TEXT PASSAGE ->

London riots: Streets quiet after days of rioting and looting

Britain's cities were largely quiet early today after days of rioting and looting that drew thousands of extra police officers onto the streets and a stern warning from Prime Minister David Cameron that order would be restored by whatever means necessary.

Tensions remained high even in the absence of any major incidents, and Cameron has recalled Parliament from its summer recess for an emergency debate on the riots today. He will face mounting pressure to reconsider planned police budget cuts, which critics say will strain an already overstretched force.

An eerie calm prevailed over most of London overnight, with a highly visible police presence watching over the capital.

Other cities where looters had caused damage this week also came through the night largely unscathed, though for the first time minor disturbances were reported in Wales.

Police continued to make arrests linked to the disturbances, with the number of arrests in London alone climbing to 820. Courts were staffing around the clock to process alleged looters, vandals and thieves - including one as young as 11.

JOB ->
Answer these questions about the riots report:
1. Why has Cameron recalled Parliament from its summer recess?
2. Where were minor disturbances reported for the first time?
3. How many arrests had been made in London alone?
The items after this text are not used in the task.

PROVIDED INFORMATION ->
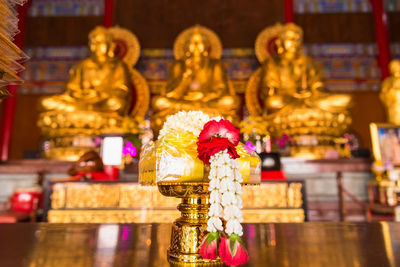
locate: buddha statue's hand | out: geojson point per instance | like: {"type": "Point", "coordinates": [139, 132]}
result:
{"type": "Point", "coordinates": [188, 73]}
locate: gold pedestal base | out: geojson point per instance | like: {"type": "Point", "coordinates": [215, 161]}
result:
{"type": "Point", "coordinates": [189, 230]}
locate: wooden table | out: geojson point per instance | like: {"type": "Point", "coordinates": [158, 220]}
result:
{"type": "Point", "coordinates": [303, 244]}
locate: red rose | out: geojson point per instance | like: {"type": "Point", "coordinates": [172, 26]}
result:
{"type": "Point", "coordinates": [232, 251]}
{"type": "Point", "coordinates": [207, 149]}
{"type": "Point", "coordinates": [222, 128]}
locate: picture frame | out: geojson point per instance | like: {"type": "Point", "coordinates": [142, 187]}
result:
{"type": "Point", "coordinates": [385, 139]}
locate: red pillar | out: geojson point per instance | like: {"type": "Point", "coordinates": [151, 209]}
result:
{"type": "Point", "coordinates": [289, 11]}
{"type": "Point", "coordinates": [381, 36]}
{"type": "Point", "coordinates": [10, 102]}
{"type": "Point", "coordinates": [108, 13]}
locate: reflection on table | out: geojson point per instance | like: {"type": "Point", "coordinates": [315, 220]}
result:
{"type": "Point", "coordinates": [303, 244]}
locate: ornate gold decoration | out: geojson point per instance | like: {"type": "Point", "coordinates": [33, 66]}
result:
{"type": "Point", "coordinates": [128, 43]}
{"type": "Point", "coordinates": [81, 195]}
{"type": "Point", "coordinates": [98, 97]}
{"type": "Point", "coordinates": [390, 95]}
{"type": "Point", "coordinates": [189, 230]}
{"type": "Point", "coordinates": [289, 97]}
{"type": "Point", "coordinates": [264, 42]}
{"type": "Point", "coordinates": [197, 79]}
{"type": "Point", "coordinates": [180, 43]}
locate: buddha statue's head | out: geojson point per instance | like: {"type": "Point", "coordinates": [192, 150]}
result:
{"type": "Point", "coordinates": [394, 68]}
{"type": "Point", "coordinates": [197, 45]}
{"type": "Point", "coordinates": [100, 43]}
{"type": "Point", "coordinates": [290, 41]}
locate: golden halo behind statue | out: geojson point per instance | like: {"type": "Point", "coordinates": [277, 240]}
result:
{"type": "Point", "coordinates": [213, 39]}
{"type": "Point", "coordinates": [265, 46]}
{"type": "Point", "coordinates": [127, 46]}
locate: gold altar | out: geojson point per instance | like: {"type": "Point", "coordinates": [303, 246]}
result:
{"type": "Point", "coordinates": [104, 95]}
{"type": "Point", "coordinates": [132, 203]}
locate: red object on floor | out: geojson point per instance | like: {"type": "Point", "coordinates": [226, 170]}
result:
{"type": "Point", "coordinates": [112, 172]}
{"type": "Point", "coordinates": [273, 175]}
{"type": "Point", "coordinates": [26, 201]}
{"type": "Point", "coordinates": [13, 217]}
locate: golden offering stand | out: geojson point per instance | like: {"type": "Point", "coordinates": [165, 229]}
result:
{"type": "Point", "coordinates": [189, 230]}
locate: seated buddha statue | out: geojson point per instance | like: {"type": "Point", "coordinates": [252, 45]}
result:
{"type": "Point", "coordinates": [197, 79]}
{"type": "Point", "coordinates": [390, 93]}
{"type": "Point", "coordinates": [103, 95]}
{"type": "Point", "coordinates": [288, 91]}
{"type": "Point", "coordinates": [98, 83]}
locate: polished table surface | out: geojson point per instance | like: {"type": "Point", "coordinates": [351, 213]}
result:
{"type": "Point", "coordinates": [303, 244]}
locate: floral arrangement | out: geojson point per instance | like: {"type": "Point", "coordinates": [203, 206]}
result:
{"type": "Point", "coordinates": [216, 146]}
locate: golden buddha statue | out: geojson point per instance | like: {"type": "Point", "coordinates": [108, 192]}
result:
{"type": "Point", "coordinates": [390, 93]}
{"type": "Point", "coordinates": [197, 79]}
{"type": "Point", "coordinates": [104, 94]}
{"type": "Point", "coordinates": [288, 92]}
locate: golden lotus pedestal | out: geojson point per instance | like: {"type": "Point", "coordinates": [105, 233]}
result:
{"type": "Point", "coordinates": [189, 230]}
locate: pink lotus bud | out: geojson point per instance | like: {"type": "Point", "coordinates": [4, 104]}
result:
{"type": "Point", "coordinates": [232, 251]}
{"type": "Point", "coordinates": [209, 247]}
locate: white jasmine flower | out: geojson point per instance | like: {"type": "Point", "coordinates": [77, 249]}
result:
{"type": "Point", "coordinates": [228, 198]}
{"type": "Point", "coordinates": [232, 212]}
{"type": "Point", "coordinates": [215, 197]}
{"type": "Point", "coordinates": [214, 185]}
{"type": "Point", "coordinates": [215, 210]}
{"type": "Point", "coordinates": [239, 202]}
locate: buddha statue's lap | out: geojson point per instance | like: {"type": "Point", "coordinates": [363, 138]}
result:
{"type": "Point", "coordinates": [97, 99]}
{"type": "Point", "coordinates": [94, 86]}
{"type": "Point", "coordinates": [197, 80]}
{"type": "Point", "coordinates": [288, 91]}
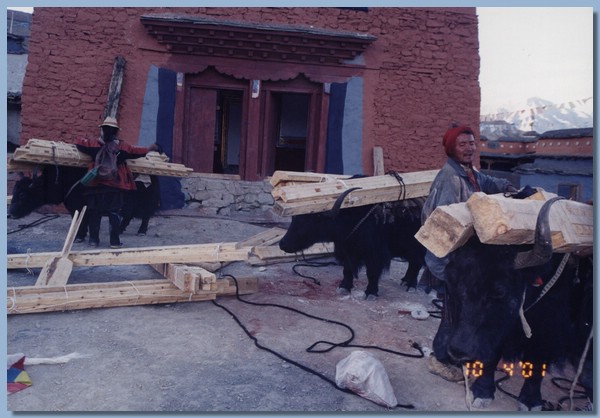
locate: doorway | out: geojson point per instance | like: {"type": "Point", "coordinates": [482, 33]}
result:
{"type": "Point", "coordinates": [291, 121]}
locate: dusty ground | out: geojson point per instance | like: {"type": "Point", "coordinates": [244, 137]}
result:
{"type": "Point", "coordinates": [195, 357]}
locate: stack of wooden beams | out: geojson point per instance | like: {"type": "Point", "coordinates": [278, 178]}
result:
{"type": "Point", "coordinates": [500, 220]}
{"type": "Point", "coordinates": [39, 151]}
{"type": "Point", "coordinates": [298, 193]}
{"type": "Point", "coordinates": [186, 268]}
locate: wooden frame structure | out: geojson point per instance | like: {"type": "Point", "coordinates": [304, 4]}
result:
{"type": "Point", "coordinates": [185, 268]}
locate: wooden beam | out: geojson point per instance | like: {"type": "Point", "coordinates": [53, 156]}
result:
{"type": "Point", "coordinates": [447, 228]}
{"type": "Point", "coordinates": [268, 237]}
{"type": "Point", "coordinates": [283, 177]}
{"type": "Point", "coordinates": [114, 89]}
{"type": "Point", "coordinates": [31, 299]}
{"type": "Point", "coordinates": [144, 255]}
{"type": "Point", "coordinates": [271, 254]}
{"type": "Point", "coordinates": [187, 278]}
{"type": "Point", "coordinates": [378, 168]}
{"type": "Point", "coordinates": [319, 197]}
{"type": "Point", "coordinates": [40, 151]}
{"type": "Point", "coordinates": [503, 221]}
{"type": "Point", "coordinates": [498, 220]}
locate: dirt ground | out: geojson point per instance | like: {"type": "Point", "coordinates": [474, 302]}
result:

OUTPUT OF THE EXERCISE ->
1. For an emergency debate on the riots.
2. In Wales.
3. 820.